[Items listed in a dataset]

• • • • • • •

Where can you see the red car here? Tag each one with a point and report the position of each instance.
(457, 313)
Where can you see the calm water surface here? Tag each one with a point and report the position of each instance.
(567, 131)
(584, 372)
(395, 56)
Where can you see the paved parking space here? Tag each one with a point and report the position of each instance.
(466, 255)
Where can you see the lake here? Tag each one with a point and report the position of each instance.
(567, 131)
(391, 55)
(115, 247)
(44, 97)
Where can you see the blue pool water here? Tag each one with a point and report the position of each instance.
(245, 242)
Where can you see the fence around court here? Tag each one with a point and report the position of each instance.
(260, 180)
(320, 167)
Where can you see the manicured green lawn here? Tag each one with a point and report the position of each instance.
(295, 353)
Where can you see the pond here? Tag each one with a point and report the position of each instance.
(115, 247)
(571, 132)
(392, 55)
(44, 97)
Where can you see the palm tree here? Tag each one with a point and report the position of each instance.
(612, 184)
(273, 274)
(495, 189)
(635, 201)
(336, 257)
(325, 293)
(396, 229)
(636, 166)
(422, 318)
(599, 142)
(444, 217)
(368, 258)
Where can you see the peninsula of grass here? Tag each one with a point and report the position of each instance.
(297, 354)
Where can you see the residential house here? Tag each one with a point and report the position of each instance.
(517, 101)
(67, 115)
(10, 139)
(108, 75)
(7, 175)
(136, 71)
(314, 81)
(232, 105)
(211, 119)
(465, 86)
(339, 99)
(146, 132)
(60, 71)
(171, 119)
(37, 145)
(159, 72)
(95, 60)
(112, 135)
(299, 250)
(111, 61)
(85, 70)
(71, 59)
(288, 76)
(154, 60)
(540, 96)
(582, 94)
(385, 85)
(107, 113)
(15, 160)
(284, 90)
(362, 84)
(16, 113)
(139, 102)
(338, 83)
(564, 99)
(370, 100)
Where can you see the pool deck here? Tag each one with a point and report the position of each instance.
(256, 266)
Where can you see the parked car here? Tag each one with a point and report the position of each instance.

• • • • • • •

Duplicate the lines above, from the line containing "Where can you see the pool" through the end of the entries, both ends included, reproducing each line character for character.

Where can you see the pool deck here? Tag each one with a point and report the position of each instance.
(256, 266)
Where can you see the parked car here? Tag each one with a point and report the position of each instance.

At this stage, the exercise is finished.